THE TASK:
Scan the listing below. Return every line containing the string "window".

★ ★ ★ ★

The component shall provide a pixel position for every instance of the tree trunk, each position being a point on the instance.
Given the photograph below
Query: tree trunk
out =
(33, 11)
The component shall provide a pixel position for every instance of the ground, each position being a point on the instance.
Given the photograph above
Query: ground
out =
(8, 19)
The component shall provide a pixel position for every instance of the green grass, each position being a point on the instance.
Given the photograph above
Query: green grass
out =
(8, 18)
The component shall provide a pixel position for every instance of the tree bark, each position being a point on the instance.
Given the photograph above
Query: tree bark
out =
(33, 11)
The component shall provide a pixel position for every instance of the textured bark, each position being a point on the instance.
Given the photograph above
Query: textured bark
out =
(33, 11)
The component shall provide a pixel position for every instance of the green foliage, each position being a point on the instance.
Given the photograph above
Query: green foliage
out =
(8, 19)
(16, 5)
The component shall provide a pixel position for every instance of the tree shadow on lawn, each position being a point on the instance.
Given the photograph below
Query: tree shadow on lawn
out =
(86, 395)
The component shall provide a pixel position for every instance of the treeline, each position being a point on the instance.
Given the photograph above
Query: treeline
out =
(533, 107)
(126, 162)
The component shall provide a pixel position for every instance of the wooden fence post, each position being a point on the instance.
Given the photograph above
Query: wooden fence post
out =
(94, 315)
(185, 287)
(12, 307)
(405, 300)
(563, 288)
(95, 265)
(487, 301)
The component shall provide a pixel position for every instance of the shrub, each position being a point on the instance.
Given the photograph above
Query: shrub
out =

★ ★ ★ ★

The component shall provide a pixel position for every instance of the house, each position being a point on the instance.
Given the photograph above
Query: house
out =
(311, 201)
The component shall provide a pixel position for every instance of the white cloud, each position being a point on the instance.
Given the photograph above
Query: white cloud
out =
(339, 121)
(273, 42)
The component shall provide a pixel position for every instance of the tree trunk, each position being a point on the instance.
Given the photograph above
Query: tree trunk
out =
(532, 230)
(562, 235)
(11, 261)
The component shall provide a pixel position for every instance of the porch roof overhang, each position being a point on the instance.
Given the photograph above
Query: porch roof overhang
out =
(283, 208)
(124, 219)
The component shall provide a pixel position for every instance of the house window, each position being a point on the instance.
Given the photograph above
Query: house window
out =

★ ★ ★ ★

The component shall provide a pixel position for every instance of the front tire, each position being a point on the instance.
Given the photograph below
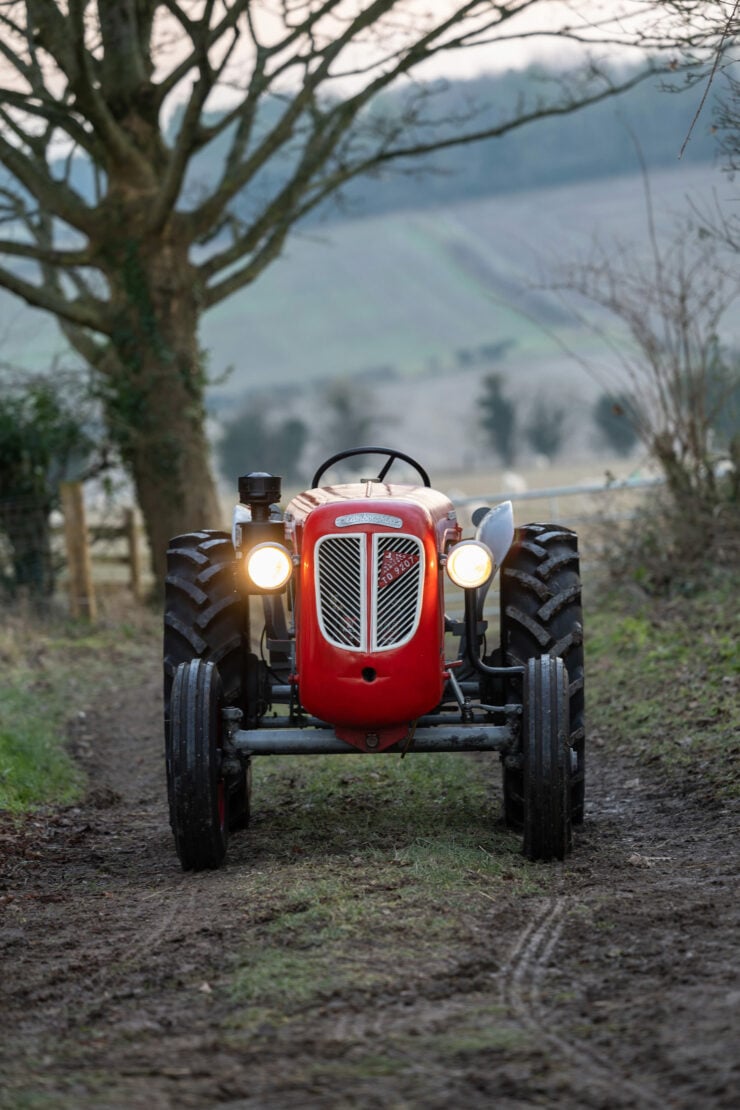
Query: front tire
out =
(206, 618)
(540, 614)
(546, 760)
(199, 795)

★ ★ ★ ★

ANSWER TO THIS TASK:
The component shall provide a pixel position for every instance of the house window, each position being a point on the instance.
Query: house window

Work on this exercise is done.